Stored records
━━━━━━

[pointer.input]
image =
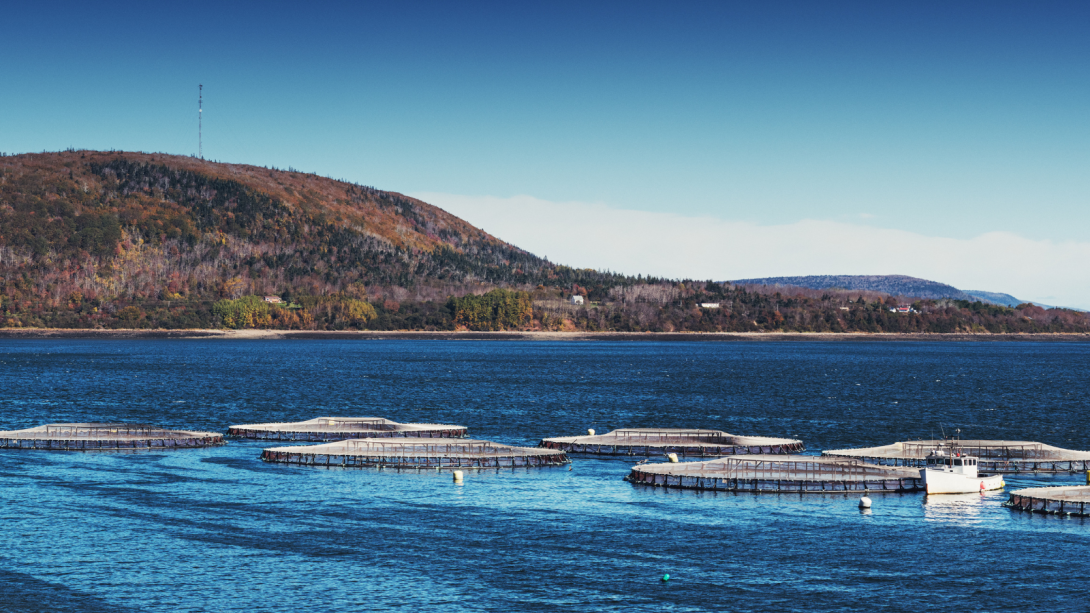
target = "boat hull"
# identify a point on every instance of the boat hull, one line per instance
(940, 482)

━━━━━━

● SET TASK:
Present each non-blank line of the entries above as a row in a Markdown table, using the columns Row and Line. Omit blank lines, and leave the pictures out of the answer.

● EXPECTED OUTPUT:
| Row | Line |
|---|---|
| 1 | [pointer.input] |
| 2 | image = |
| 3 | target = "boat hull" |
| 4 | # identify a point on every instance of the boat hull, one line per instance |
| 5 | (940, 482) |